═══ EXTRACT TO READ ═══

BRIEF DESCRIPTION OF THE DRAWINGS
[0012] The above object and other objects of the present invention
will become more apparent from the following detailed description
of the embodiments of the present invention when read in
conjunction with the accompanying drawings.
[0013] FIG. 1 is a schematic drawing illustrating a discovery
process of a P2P node described in the technology standard of Wi-Fi
Peer-to-Peer (P2P);
[0014] FIG. 2 is a flowchart illustrating the node discovery method
in a wireless ad-hoc network according to the first embodiment of
the present invention;
[0015] FIG. 3 is a schematic drawing illustrating a wireless ad-hoc
network (ARANet) which the area is limited;
[0016] FIG. 4 is a flowchart illustrating a method for determining
a unified node discovery channel from the ARANet based on an area
encryption key;
[0017] FIG. 5 is a flowchart illustrating an operation of finding a
node in the unified node discovery channel based on a random
encryption key;
[0018] FIG. 6 is a flowchart illustrating an operation of sending a
probe response message to a node of search via the unified node
discovery channel by a node of listen;
[0019] FIG. 7 is a flowchart illustrating an operation receiving
the probe response message by the node of search;
[0020] FIG. 8 is a schematic drawing illustrating a scan process of
the technology standard of Wi-Fi Peer-to-Peer (P2P); and
[0021] FIG. 9 is a block diagram illustrating an overall
configuration of the node discovery apparatus in a wireless
self-organized network according to an embodiment of the present
invention.
DETAILED DESCRIPTION OF THE PREFERRED EMBODIMENTS
[0022] In the following, embodiments of the present invention are
described in detail with reference to the accompanying drawings, so
as to facilitate the understanding of the present invention.
[0023] It should be noted that, for a node discovery process, a
wireless Peer-to-Peer network is equivalent to a wireless ad-hoc
network, therefore in the following description of the present
invention, the two kinds of expressions are not distinguished,
namely, the two kinds of expressions are alternately used.
[0024] As described above, in the technology standard (version 1.1)
of the Wi-Fi Peer-to-Peer (P2P) of the WiFi Alliance, a node
discovery process of P2P node is described. The node discovery
method of the present invention follows this technology standard
and improves it. Therefore, in order to facilitate the
understanding of the present invention, in the following, the
discovery process of the P2P node described in the technology
standard will be briefly introduced.
[0025] FIG. 1 is a schematic drawing illustrating a discovery
process of a P2P node described in the technology standard of Wi-Fi
Peer-to-Peer (P2P). In FIG. 1, as an example of the node discovery
process in the P2P technology standard, an operation of the node 1
is described. The node 1 first enters a scan phase. In this phase,
the node 1 scans all available wireless channels, namely, sends a
probe request message in each of the available wireless channels.

═══

*YOUR GOAL*
In one to three sentences, explain why the node discovery excerpt uses "wireless Peer-to-Peer network" and "wireless ad-hoc network" interchangeably. The rows are separate material unrelated to the node discovery excerpt.

═══ DATASET ENTRIES ═══

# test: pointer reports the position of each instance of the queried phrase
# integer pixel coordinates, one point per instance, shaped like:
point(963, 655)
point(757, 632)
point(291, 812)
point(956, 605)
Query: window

═══

*EXPECTED OUTPUT*
For a node discovery process, a wireless Peer-to-Peer network is equivalent to a wireless ad-hoc network. For that reason, the description does not distinguish between the two expressions and uses them alternately.